*Instructions for the task*.
Output verbatim the lines of the items below, starting with the line that contains "Where can you see the street" and ending with the line that contains "Where can you see the tree", both included.

(Extracted records)

——

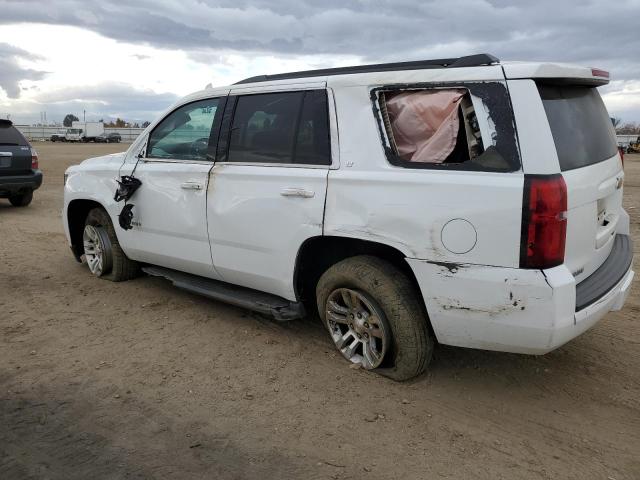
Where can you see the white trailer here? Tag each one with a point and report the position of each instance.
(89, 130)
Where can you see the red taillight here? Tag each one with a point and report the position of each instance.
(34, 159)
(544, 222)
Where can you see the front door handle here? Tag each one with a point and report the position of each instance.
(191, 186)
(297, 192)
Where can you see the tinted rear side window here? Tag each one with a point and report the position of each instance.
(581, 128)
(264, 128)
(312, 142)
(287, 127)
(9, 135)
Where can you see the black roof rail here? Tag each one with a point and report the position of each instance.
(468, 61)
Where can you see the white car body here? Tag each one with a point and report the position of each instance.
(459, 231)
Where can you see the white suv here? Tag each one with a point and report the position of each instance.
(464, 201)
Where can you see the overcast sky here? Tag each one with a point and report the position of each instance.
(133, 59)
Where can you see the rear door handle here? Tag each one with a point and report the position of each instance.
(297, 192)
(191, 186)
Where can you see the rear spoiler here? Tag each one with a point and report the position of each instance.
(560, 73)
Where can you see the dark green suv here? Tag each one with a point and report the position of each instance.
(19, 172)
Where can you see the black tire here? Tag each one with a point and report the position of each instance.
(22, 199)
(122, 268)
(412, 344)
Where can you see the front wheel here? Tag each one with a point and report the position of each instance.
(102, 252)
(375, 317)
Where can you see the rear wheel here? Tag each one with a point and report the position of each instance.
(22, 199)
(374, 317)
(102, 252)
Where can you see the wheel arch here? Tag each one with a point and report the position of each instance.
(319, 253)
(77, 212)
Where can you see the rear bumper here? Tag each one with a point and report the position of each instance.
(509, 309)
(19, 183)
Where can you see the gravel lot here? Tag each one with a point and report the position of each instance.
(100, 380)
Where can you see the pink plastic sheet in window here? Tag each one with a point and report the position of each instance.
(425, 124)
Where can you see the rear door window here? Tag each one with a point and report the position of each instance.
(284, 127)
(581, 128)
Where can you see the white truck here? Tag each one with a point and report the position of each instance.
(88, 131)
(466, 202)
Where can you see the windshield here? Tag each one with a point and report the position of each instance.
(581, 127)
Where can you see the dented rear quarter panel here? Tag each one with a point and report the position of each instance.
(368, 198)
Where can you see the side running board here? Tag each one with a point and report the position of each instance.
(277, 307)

——

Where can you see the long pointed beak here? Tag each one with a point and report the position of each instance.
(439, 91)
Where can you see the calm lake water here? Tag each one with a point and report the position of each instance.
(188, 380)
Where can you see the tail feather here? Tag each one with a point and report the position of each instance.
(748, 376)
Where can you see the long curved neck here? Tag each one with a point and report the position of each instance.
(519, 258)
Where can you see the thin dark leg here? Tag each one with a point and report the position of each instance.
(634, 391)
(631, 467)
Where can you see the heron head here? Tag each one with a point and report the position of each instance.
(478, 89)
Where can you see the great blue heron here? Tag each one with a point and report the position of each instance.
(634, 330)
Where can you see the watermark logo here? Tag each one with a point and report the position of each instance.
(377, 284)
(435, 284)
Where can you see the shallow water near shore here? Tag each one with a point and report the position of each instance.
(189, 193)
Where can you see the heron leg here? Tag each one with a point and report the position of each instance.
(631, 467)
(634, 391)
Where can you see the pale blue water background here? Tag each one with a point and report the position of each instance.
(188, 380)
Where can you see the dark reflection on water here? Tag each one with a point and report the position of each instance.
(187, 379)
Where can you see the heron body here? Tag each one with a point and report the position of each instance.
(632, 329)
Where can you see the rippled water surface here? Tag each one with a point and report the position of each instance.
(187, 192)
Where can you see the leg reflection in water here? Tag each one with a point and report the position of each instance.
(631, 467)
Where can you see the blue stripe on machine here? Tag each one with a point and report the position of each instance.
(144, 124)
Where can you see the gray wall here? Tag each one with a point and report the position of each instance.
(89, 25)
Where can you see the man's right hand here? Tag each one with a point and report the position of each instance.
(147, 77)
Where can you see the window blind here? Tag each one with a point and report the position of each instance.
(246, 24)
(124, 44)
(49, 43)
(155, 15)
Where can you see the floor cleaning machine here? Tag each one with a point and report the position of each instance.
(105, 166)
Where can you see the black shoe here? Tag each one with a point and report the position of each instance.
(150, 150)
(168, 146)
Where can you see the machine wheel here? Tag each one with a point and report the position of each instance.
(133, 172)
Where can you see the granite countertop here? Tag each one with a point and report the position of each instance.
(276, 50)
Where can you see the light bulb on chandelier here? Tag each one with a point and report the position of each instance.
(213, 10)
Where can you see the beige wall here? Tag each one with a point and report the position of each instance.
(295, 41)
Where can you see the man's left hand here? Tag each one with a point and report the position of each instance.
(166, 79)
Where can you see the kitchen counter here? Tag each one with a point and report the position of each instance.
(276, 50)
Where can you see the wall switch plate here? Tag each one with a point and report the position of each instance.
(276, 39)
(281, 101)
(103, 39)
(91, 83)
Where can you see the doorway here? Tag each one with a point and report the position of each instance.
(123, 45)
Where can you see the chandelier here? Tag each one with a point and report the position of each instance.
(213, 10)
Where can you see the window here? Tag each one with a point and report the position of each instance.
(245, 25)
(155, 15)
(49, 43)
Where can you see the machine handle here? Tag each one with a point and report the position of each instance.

——

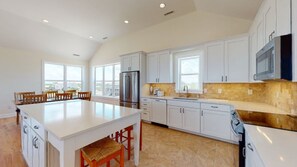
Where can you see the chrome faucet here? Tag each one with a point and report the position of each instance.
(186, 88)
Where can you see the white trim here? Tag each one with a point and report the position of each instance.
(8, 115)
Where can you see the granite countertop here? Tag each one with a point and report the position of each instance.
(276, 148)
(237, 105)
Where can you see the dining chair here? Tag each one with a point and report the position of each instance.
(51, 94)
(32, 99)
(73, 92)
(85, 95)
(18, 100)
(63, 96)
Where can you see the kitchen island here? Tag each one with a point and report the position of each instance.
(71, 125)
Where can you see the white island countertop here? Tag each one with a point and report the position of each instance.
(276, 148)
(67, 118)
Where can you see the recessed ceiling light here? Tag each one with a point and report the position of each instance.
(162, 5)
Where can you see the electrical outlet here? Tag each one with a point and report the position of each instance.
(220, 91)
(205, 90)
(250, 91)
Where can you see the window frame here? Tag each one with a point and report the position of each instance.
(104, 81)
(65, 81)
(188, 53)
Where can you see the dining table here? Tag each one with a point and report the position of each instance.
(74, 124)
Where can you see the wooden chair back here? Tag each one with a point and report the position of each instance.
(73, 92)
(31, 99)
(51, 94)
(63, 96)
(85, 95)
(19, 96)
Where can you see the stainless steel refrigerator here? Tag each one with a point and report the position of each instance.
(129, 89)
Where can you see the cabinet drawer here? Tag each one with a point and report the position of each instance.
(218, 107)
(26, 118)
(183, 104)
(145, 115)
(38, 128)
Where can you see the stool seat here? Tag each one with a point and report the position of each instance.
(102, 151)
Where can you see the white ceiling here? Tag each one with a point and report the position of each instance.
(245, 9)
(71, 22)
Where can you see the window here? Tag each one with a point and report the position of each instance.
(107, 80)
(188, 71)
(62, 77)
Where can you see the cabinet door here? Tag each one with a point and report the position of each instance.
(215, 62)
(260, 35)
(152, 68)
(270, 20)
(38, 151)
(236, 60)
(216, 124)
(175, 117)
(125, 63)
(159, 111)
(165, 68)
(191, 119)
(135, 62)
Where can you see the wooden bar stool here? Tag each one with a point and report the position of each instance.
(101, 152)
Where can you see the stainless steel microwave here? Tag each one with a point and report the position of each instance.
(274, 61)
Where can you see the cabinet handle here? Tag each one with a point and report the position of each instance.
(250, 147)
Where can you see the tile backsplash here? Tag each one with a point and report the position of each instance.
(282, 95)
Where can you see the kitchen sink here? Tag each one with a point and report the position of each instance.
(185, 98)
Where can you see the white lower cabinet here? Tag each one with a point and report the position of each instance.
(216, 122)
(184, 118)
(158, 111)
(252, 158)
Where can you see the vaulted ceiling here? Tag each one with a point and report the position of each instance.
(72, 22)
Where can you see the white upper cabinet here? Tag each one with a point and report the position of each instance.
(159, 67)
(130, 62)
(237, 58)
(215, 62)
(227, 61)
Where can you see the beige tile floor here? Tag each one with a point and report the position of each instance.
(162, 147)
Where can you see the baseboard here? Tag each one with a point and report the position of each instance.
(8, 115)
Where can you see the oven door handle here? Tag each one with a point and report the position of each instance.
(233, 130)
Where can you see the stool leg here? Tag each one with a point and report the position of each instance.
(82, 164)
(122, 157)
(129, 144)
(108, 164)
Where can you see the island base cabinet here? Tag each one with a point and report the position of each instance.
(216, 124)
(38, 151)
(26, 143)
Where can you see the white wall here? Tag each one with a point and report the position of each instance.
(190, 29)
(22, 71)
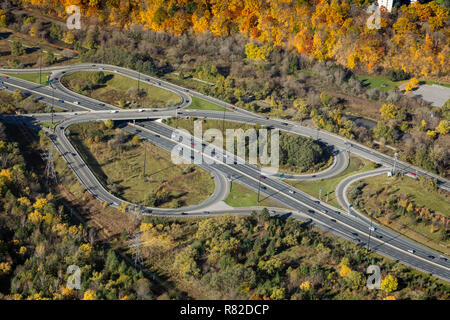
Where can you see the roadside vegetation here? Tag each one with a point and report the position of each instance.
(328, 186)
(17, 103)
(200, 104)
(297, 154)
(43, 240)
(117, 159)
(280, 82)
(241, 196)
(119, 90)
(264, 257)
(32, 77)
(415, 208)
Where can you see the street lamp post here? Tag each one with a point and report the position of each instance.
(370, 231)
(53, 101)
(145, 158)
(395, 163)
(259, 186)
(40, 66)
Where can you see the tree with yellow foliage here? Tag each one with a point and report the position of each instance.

——

*Response to the exercise*.
Where can you see the street lamp post here? Tag each one with a point and report the position of each instance.
(370, 231)
(53, 101)
(145, 158)
(395, 163)
(259, 186)
(40, 66)
Where can you see the tree with yellow foliage here? Tag each one with a point and report the position of each instance.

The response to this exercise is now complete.